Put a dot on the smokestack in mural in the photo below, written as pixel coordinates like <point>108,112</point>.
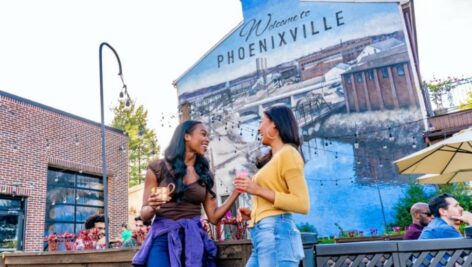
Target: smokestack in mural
<point>261,71</point>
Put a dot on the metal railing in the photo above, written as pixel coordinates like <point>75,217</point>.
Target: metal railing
<point>438,252</point>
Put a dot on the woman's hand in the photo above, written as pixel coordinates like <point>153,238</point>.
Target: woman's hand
<point>245,184</point>
<point>243,214</point>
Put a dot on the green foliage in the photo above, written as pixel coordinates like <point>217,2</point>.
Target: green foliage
<point>341,230</point>
<point>142,145</point>
<point>306,227</point>
<point>414,193</point>
<point>326,240</point>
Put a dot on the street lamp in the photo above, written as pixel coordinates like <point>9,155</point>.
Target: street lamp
<point>124,91</point>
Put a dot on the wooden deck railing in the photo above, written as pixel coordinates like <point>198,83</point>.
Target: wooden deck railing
<point>438,252</point>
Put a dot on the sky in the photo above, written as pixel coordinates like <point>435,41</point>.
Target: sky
<point>49,49</point>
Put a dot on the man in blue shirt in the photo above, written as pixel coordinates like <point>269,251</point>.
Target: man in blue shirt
<point>421,217</point>
<point>448,215</point>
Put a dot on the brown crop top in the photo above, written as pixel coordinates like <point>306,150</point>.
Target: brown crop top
<point>191,203</point>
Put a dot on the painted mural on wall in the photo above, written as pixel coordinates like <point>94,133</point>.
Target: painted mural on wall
<point>345,70</point>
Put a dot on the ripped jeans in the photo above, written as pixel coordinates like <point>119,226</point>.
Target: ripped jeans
<point>276,242</point>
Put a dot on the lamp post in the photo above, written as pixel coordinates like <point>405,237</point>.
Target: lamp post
<point>104,161</point>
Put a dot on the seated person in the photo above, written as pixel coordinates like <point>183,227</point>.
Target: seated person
<point>94,231</point>
<point>448,213</point>
<point>125,233</point>
<point>139,233</point>
<point>420,216</point>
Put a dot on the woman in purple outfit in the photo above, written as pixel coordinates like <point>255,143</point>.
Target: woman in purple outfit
<point>177,237</point>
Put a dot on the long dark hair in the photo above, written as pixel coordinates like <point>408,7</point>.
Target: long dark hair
<point>287,125</point>
<point>175,156</point>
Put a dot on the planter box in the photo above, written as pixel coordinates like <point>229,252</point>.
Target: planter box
<point>368,238</point>
<point>231,253</point>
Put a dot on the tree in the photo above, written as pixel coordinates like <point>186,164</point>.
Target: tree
<point>142,144</point>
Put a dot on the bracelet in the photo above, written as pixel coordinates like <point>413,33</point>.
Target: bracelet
<point>153,209</point>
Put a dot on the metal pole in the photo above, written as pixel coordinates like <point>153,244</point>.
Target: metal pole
<point>104,161</point>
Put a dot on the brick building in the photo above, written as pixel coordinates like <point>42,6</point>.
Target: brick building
<point>51,173</point>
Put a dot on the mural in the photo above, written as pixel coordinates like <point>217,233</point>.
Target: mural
<point>345,70</point>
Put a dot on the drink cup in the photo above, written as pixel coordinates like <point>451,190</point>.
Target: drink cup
<point>163,192</point>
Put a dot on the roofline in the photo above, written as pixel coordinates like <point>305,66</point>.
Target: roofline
<point>176,81</point>
<point>48,108</point>
<point>376,67</point>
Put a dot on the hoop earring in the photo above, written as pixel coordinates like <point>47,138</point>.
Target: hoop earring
<point>270,137</point>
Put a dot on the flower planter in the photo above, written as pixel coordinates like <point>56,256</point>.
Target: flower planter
<point>368,238</point>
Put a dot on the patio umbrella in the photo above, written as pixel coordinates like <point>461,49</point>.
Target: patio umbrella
<point>450,155</point>
<point>453,177</point>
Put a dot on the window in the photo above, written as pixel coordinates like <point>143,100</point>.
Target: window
<point>384,72</point>
<point>348,79</point>
<point>400,70</point>
<point>370,75</point>
<point>359,77</point>
<point>11,223</point>
<point>71,199</point>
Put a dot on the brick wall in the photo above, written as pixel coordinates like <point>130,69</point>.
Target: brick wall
<point>34,137</point>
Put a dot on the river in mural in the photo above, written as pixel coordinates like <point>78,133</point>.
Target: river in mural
<point>345,69</point>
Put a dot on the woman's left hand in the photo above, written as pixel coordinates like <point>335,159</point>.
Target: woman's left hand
<point>245,184</point>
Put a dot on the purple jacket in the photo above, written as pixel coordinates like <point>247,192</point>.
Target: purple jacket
<point>199,249</point>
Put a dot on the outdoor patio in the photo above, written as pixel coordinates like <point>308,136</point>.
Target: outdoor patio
<point>447,252</point>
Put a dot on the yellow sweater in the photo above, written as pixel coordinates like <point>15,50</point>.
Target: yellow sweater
<point>284,175</point>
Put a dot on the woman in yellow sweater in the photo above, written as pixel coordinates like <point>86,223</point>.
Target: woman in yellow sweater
<point>278,189</point>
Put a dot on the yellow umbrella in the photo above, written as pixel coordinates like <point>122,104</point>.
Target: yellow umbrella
<point>453,177</point>
<point>449,155</point>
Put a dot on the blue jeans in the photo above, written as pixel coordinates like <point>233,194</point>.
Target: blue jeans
<point>276,242</point>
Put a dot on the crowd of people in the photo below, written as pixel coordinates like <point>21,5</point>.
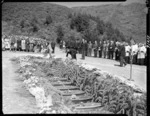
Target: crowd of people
<point>27,44</point>
<point>119,51</point>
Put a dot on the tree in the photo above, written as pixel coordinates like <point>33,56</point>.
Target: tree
<point>48,20</point>
<point>72,35</point>
<point>79,22</point>
<point>60,33</point>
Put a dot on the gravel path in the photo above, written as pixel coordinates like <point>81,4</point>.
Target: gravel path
<point>17,100</point>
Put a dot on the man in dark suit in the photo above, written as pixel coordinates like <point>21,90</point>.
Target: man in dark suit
<point>122,55</point>
<point>83,47</point>
<point>53,46</point>
<point>111,50</point>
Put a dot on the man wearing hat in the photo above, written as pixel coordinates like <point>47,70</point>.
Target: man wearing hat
<point>122,55</point>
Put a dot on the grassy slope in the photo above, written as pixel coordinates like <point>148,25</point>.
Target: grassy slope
<point>130,19</point>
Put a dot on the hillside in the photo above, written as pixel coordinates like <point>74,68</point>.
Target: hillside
<point>129,19</point>
<point>35,18</point>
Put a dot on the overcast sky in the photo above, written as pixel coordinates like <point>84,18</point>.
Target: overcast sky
<point>74,4</point>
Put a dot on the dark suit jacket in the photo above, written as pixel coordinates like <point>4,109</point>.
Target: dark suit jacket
<point>122,51</point>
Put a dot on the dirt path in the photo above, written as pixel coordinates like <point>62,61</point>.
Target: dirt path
<point>16,99</point>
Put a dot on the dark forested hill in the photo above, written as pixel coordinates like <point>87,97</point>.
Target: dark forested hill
<point>129,19</point>
<point>35,18</point>
<point>51,21</point>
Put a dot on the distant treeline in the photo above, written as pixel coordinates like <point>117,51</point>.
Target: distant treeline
<point>54,22</point>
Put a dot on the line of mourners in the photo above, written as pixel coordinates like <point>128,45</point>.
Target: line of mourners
<point>115,50</point>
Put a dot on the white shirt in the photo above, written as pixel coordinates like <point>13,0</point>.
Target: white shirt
<point>141,52</point>
<point>127,50</point>
<point>134,49</point>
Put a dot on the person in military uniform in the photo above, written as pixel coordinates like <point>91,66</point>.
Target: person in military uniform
<point>73,49</point>
<point>95,46</point>
<point>100,48</point>
<point>83,47</point>
<point>53,46</point>
<point>127,50</point>
<point>122,55</point>
<point>89,48</point>
<point>86,48</point>
<point>68,46</point>
<point>19,44</point>
<point>111,50</point>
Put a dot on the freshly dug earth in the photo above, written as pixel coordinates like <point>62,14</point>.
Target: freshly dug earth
<point>16,99</point>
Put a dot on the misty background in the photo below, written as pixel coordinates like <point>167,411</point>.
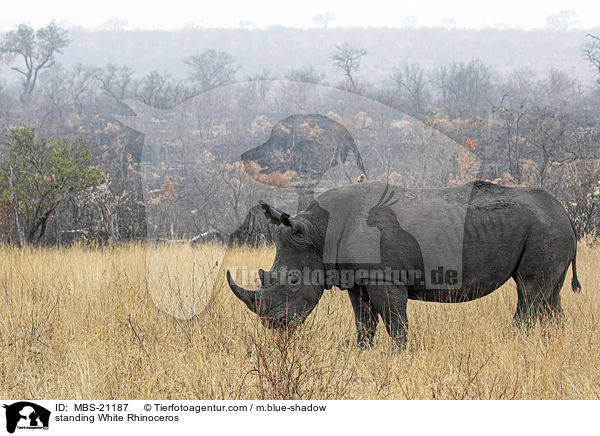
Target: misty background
<point>526,102</point>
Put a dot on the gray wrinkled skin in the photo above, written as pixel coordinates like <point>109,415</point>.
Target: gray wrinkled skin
<point>519,233</point>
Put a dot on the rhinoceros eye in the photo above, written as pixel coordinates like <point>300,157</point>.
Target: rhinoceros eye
<point>294,278</point>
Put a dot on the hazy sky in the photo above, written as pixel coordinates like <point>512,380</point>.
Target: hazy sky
<point>171,14</point>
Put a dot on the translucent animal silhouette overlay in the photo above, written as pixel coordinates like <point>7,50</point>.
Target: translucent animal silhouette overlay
<point>205,163</point>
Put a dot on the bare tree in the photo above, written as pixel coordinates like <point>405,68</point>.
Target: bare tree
<point>562,20</point>
<point>411,85</point>
<point>323,19</point>
<point>591,51</point>
<point>346,58</point>
<point>38,50</point>
<point>116,81</point>
<point>211,69</point>
<point>465,88</point>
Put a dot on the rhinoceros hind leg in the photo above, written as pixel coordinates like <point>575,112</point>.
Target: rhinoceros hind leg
<point>538,297</point>
<point>365,316</point>
<point>390,302</point>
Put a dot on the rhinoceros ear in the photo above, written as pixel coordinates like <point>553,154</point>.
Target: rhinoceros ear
<point>272,214</point>
<point>298,227</point>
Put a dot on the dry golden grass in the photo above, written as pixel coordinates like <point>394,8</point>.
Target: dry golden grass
<point>82,323</point>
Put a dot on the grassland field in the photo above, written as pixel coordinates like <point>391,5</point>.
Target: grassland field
<point>138,321</point>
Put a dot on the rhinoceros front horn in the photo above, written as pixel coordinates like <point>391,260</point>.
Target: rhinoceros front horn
<point>248,297</point>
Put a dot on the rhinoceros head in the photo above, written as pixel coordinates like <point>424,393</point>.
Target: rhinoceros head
<point>290,290</point>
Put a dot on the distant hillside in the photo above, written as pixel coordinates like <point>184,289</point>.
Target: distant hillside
<point>280,49</point>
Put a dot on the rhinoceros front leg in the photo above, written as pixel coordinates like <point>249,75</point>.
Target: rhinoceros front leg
<point>390,301</point>
<point>365,316</point>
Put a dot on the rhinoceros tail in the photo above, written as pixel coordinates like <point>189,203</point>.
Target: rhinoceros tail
<point>575,285</point>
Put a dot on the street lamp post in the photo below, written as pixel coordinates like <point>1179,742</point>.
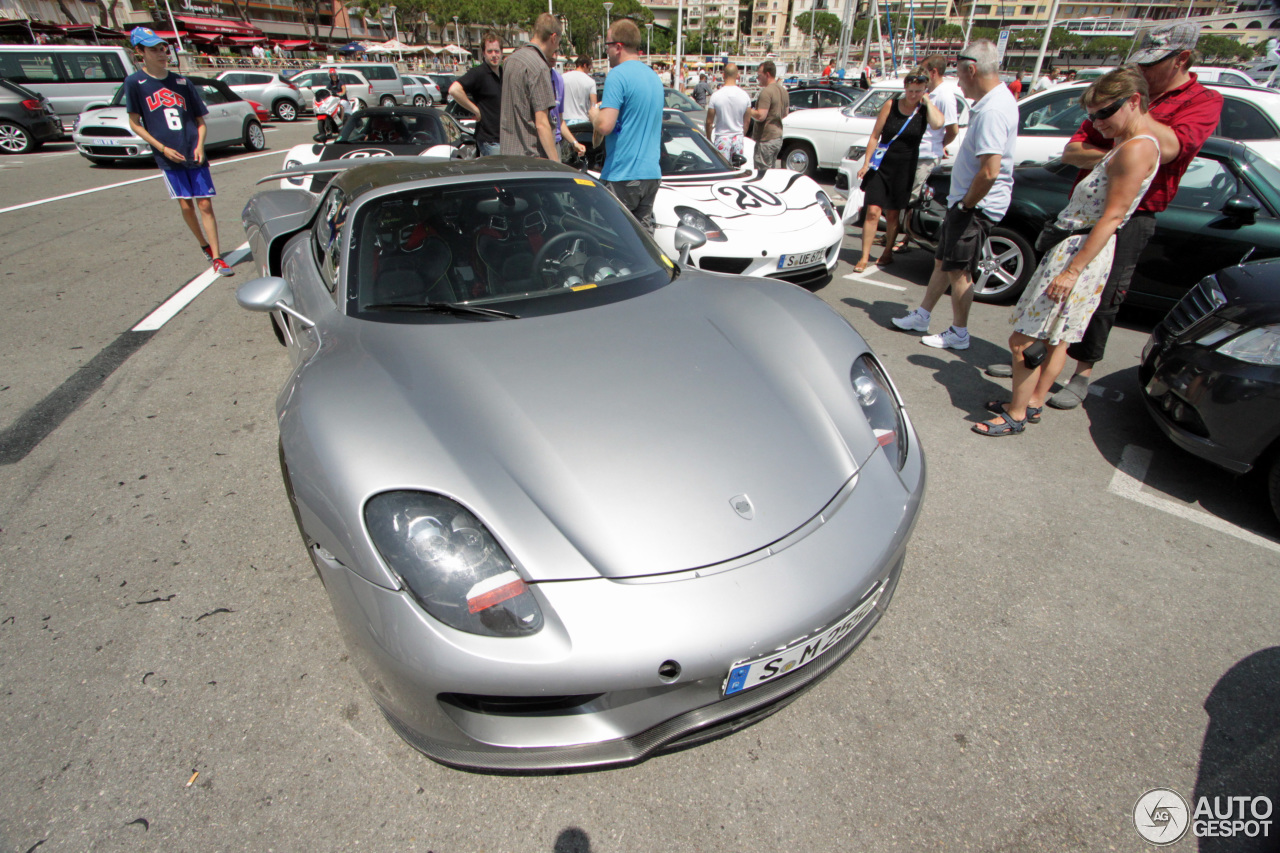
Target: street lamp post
<point>607,7</point>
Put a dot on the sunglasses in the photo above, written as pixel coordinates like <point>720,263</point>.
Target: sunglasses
<point>1106,112</point>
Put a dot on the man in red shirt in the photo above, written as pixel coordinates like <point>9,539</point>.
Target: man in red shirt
<point>1188,114</point>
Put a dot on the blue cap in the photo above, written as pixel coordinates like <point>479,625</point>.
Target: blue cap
<point>146,37</point>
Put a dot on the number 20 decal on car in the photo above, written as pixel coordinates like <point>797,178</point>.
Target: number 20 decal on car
<point>753,199</point>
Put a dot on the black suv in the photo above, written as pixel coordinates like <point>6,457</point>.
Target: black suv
<point>27,119</point>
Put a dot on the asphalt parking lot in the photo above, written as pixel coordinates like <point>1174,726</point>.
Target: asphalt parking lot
<point>1086,612</point>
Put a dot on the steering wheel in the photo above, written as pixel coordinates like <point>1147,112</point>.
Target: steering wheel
<point>545,251</point>
<point>685,162</point>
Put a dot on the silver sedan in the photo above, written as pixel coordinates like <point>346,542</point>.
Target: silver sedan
<point>572,501</point>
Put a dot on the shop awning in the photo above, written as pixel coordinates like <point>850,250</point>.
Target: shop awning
<point>222,26</point>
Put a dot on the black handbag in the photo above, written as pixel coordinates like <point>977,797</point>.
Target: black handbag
<point>1051,235</point>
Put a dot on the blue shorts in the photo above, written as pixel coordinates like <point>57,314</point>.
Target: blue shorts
<point>190,183</point>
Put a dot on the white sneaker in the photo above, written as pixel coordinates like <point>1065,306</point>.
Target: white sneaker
<point>949,340</point>
<point>913,322</point>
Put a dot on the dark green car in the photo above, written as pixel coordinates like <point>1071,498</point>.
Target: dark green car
<point>1228,205</point>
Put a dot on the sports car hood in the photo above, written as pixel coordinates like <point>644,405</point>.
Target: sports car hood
<point>629,430</point>
<point>730,196</point>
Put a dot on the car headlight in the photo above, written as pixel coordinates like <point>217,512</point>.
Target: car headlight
<point>702,222</point>
<point>881,407</point>
<point>451,564</point>
<point>1256,346</point>
<point>827,208</point>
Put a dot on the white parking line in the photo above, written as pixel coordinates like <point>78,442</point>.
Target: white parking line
<point>124,183</point>
<point>1127,483</point>
<point>182,299</point>
<point>864,279</point>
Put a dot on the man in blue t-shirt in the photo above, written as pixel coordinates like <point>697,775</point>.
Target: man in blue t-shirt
<point>167,112</point>
<point>630,122</point>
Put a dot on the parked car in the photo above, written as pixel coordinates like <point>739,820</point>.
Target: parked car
<point>442,83</point>
<point>27,119</point>
<point>677,100</point>
<point>1048,119</point>
<point>383,132</point>
<point>385,80</point>
<point>1228,205</point>
<point>104,135</point>
<point>73,77</point>
<point>809,97</point>
<point>776,226</point>
<point>423,90</point>
<point>819,138</point>
<point>1226,76</point>
<point>1210,373</point>
<point>268,89</point>
<point>553,480</point>
<point>359,89</point>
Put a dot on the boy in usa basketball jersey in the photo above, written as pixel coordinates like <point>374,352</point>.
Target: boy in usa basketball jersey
<point>167,112</point>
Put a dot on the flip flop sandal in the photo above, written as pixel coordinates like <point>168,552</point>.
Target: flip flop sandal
<point>1006,427</point>
<point>997,407</point>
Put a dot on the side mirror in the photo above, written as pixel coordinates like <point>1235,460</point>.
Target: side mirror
<point>688,238</point>
<point>270,293</point>
<point>1240,206</point>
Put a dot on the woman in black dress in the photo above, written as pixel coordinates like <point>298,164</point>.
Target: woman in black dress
<point>901,124</point>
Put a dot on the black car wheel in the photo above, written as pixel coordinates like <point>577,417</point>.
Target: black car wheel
<point>1005,267</point>
<point>14,138</point>
<point>799,156</point>
<point>255,140</point>
<point>1274,483</point>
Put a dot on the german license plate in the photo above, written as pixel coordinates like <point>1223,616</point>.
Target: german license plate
<point>750,674</point>
<point>804,259</point>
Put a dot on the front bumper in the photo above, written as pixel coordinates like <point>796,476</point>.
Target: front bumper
<point>760,255</point>
<point>115,147</point>
<point>586,690</point>
<point>1223,410</point>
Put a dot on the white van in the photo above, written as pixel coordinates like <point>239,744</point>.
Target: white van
<point>73,77</point>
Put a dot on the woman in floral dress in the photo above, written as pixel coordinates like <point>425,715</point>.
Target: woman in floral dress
<point>1066,286</point>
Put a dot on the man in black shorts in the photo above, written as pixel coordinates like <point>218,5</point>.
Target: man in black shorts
<point>982,185</point>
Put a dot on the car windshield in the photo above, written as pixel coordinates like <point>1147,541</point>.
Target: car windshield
<point>1269,173</point>
<point>406,128</point>
<point>686,151</point>
<point>487,242</point>
<point>871,104</point>
<point>680,101</point>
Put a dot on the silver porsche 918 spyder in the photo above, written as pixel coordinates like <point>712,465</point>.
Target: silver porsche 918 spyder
<point>574,502</point>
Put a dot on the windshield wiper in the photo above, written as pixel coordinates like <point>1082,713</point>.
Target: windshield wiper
<point>443,308</point>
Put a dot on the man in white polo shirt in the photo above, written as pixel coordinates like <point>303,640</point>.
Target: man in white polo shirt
<point>982,187</point>
<point>725,113</point>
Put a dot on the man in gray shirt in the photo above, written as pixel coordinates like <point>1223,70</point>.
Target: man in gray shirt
<point>982,187</point>
<point>702,90</point>
<point>528,95</point>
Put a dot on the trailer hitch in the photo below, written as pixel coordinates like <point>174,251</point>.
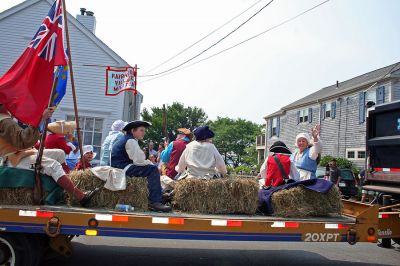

··········

# JOB
Duplicate the stretch of the listing from the line containing "Put a dot on the blue cap" through the line containing "<point>190,183</point>", both included, exactly as it appears.

# IN RESPONSE
Put a dot on the blue cap in the photo above, written as pixel coordinates like <point>479,625</point>.
Target: blue cap
<point>146,37</point>
Put a dot on the number 20 decal on car in the photo above, written as pixel coordinates like <point>797,178</point>.
Target: number 20 decal on car
<point>753,199</point>
Put a dot on the black suv in the photo above, written as pixel coordinates like <point>6,457</point>.
Target: black suv
<point>27,119</point>
Put a dot on the asphalt parking lot in the photo above, written as pixel coordinates like <point>1174,726</point>.
Target: asphalt parking lot
<point>1086,612</point>
Put a dot on the steering wheel in the photo above, written as pixel coordinates like <point>1147,112</point>.
Target: steering wheel
<point>545,251</point>
<point>685,162</point>
Put a dot on the silver sedan in the photo above, written as pixel coordinates like <point>346,542</point>.
Target: silver sedan
<point>572,501</point>
Put a dot on the shop awning in the photo above, written as pixel coordinates like <point>850,250</point>.
Target: shop awning
<point>222,26</point>
Put a dot on the black handbag in the photo above, written as pixel coordinates like <point>977,797</point>.
Target: black handbag
<point>1051,235</point>
Put a dot on the blue shorts in the photo above, written as pixel coordinates like <point>57,314</point>.
Target: blue shorts
<point>190,183</point>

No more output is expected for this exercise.